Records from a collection
%%
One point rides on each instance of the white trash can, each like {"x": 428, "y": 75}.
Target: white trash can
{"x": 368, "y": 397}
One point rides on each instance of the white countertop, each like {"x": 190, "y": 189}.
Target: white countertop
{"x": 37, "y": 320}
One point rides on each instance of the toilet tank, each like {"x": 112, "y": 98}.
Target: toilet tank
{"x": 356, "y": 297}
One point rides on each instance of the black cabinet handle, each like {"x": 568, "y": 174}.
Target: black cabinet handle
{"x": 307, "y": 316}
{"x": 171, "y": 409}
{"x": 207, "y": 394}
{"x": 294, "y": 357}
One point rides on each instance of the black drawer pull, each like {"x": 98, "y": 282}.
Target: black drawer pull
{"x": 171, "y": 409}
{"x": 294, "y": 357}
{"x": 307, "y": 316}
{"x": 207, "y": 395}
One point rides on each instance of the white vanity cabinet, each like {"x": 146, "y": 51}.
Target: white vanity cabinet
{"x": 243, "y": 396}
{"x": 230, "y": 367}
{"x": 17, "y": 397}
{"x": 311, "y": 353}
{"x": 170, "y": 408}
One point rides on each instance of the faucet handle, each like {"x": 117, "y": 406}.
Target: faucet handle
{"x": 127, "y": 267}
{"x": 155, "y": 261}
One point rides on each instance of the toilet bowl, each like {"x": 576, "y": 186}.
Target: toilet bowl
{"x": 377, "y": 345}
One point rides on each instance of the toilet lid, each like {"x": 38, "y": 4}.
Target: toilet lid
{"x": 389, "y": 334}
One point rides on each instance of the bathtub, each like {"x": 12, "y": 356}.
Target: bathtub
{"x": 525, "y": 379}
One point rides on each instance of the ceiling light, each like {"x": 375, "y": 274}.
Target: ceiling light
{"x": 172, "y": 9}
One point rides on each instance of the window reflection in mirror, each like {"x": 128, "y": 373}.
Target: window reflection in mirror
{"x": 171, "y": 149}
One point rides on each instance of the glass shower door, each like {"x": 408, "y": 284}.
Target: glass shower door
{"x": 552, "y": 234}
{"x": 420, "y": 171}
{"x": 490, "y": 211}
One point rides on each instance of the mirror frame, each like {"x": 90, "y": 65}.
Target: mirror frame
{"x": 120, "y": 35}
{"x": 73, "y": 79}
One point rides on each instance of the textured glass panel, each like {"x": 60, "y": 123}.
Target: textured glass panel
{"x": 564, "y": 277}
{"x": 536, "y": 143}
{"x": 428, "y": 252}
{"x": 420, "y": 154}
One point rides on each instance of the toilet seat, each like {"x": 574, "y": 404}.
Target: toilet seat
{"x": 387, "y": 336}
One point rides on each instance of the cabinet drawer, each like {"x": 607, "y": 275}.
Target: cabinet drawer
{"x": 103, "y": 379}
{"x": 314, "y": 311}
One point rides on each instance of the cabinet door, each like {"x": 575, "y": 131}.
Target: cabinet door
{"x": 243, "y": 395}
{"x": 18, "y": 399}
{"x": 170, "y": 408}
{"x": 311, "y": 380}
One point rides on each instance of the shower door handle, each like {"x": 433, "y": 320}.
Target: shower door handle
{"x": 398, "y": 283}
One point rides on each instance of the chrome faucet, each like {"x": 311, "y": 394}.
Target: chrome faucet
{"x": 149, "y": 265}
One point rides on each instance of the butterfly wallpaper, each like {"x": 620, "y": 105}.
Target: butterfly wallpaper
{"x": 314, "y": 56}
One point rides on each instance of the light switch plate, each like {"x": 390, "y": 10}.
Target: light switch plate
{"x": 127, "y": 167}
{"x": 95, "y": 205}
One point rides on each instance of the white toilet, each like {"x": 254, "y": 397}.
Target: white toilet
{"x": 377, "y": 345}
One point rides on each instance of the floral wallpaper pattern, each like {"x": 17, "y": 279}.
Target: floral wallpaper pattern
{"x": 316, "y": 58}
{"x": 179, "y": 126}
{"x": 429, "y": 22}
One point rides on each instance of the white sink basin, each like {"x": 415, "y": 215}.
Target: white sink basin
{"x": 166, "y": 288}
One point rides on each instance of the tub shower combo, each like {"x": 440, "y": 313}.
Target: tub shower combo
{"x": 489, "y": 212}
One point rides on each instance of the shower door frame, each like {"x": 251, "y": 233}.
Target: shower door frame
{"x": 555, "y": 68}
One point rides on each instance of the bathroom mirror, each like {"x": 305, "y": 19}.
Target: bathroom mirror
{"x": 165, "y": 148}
%%
EXERCISE BRIEF | Please convert all of the records above into a Markdown table with a "Row" column for the row number and a "Line" column holding each line, skipping any blank lines.

EXERCISE OUTPUT |
| Row | Line |
|---|---|
| 1 | One point rides on each instance of the white trash can, each like {"x": 428, "y": 75}. |
| 2 | Target: white trash can |
| 3 | {"x": 368, "y": 397} |
| 4 | One point rides on each instance of the white countertop, each like {"x": 190, "y": 189}. |
| 5 | Target: white countertop |
| 6 | {"x": 37, "y": 320} |
| 7 | One point rides on each instance of the toilet tank, each like {"x": 112, "y": 98}. |
| 8 | Target: toilet tank |
| 9 | {"x": 356, "y": 297} |
| 10 | One point rides on each instance of the black cabinet handle, each like {"x": 568, "y": 174}. |
| 11 | Target: black cabinet handle |
| 12 | {"x": 307, "y": 316} |
| 13 | {"x": 171, "y": 409} |
| 14 | {"x": 207, "y": 394} |
| 15 | {"x": 294, "y": 357} |
| 16 | One point rides on each instance of the black drawer pull, each like {"x": 98, "y": 282}. |
| 17 | Target: black drawer pull |
| 18 | {"x": 171, "y": 409} |
| 19 | {"x": 294, "y": 357} |
| 20 | {"x": 307, "y": 316} |
| 21 | {"x": 207, "y": 395} |
| 22 | One point rides on each instance of the white vanity cabinet, each like {"x": 146, "y": 51}. |
| 23 | Target: white vanity cabinet |
| 24 | {"x": 243, "y": 396} |
| 25 | {"x": 230, "y": 367} |
| 26 | {"x": 17, "y": 397} |
| 27 | {"x": 311, "y": 353} |
| 28 | {"x": 170, "y": 408} |
| 29 | One point rides on each instance of the faucet handle, each like {"x": 117, "y": 406}. |
| 30 | Target: faucet handle |
| 31 | {"x": 127, "y": 267} |
| 32 | {"x": 155, "y": 261} |
| 33 | One point rides on each instance of the toilet bowl, each like {"x": 576, "y": 186}. |
| 34 | Target: toilet bowl |
| 35 | {"x": 377, "y": 345} |
| 36 | One point rides on each instance of the toilet lid, each like {"x": 38, "y": 4}. |
| 37 | Target: toilet lid |
| 38 | {"x": 389, "y": 334} |
| 39 | One point rides on each instance of the bathtub, each like {"x": 12, "y": 356}. |
| 40 | Target: bathtub |
| 41 | {"x": 525, "y": 379} |
| 42 | One point rides on each instance of the ceiling light, each like {"x": 375, "y": 274}. |
| 43 | Target: ceiling light |
| 44 | {"x": 172, "y": 9} |
| 45 | One point rides on each instance of the window reflection in mirror, each like {"x": 128, "y": 373}. |
| 46 | Target: window reflection in mirror |
| 47 | {"x": 171, "y": 149} |
| 48 | One point rides on each instance of the glass shower door, each like {"x": 408, "y": 284}. |
| 49 | Target: glass shower door |
| 50 | {"x": 552, "y": 234} |
| 51 | {"x": 420, "y": 171} |
| 52 | {"x": 490, "y": 211} |
| 53 | One point rides on each instance of the mirror frame, each like {"x": 90, "y": 65}. |
| 54 | Target: mirror frame |
| 55 | {"x": 120, "y": 35} |
| 56 | {"x": 73, "y": 79} |
| 57 | One point rides on each instance of the textured glass panel, each like {"x": 60, "y": 123}. |
| 58 | Target: textured glass panel |
| 59 | {"x": 564, "y": 277} |
| 60 | {"x": 536, "y": 143} |
| 61 | {"x": 428, "y": 252} |
| 62 | {"x": 420, "y": 154} |
| 63 | One point rides on each instance of the toilet seat, each like {"x": 574, "y": 404}. |
| 64 | Target: toilet seat |
| 65 | {"x": 387, "y": 336} |
| 66 | One point rides on each instance of the cabinet drawer, each like {"x": 607, "y": 275}. |
| 67 | Target: cabinet drawer |
| 68 | {"x": 103, "y": 379} |
| 69 | {"x": 314, "y": 311} |
| 70 | One point rides on each instance of the cabinet door, each like {"x": 575, "y": 131}. |
| 71 | Target: cabinet door |
| 72 | {"x": 243, "y": 395} |
| 73 | {"x": 18, "y": 399} |
| 74 | {"x": 170, "y": 408} |
| 75 | {"x": 311, "y": 380} |
| 76 | One point rides on each instance of the shower door handle, each like {"x": 433, "y": 320}. |
| 77 | Target: shower door handle |
| 78 | {"x": 398, "y": 283} |
| 79 | One point rides on each instance of the chrome faucet, each like {"x": 311, "y": 394}. |
| 80 | Target: chrome faucet |
| 81 | {"x": 149, "y": 265} |
| 82 | One point rides on each instance of the butterfly wallpaper, each like {"x": 620, "y": 105}. |
| 83 | Target: butterfly wallpaper |
| 84 | {"x": 314, "y": 56} |
| 85 | One point rides on each instance of the light switch plate, each like {"x": 390, "y": 10}. |
| 86 | Target: light switch plate |
| 87 | {"x": 127, "y": 167} |
| 88 | {"x": 95, "y": 205} |
| 89 | One point rides on each instance of the white toilet, each like {"x": 254, "y": 397}. |
| 90 | Target: white toilet |
| 91 | {"x": 377, "y": 345} |
| 92 | One point rides on each instance of the floral wallpaper pattern, each like {"x": 17, "y": 279}. |
| 93 | Target: floral wallpaper pattern |
| 94 | {"x": 316, "y": 58} |
| 95 | {"x": 179, "y": 126} |
| 96 | {"x": 429, "y": 22} |
| 97 | One point rides on each instance of the white sink basin, each like {"x": 415, "y": 215}. |
| 98 | Target: white sink basin |
| 99 | {"x": 166, "y": 288} |
| 100 | One point rides on each instance of the tub shower combo, each like {"x": 440, "y": 313}. |
| 101 | Target: tub shower combo |
| 102 | {"x": 489, "y": 212} |
| 103 | One point rides on each instance of the shower door frame, each like {"x": 251, "y": 233}. |
| 104 | Target: shower door frame |
| 105 | {"x": 555, "y": 68} |
| 106 | One point rides on each instance of the bathroom mirror, each like {"x": 305, "y": 19}. |
| 107 | Target: bathroom mirror |
| 108 | {"x": 165, "y": 148} |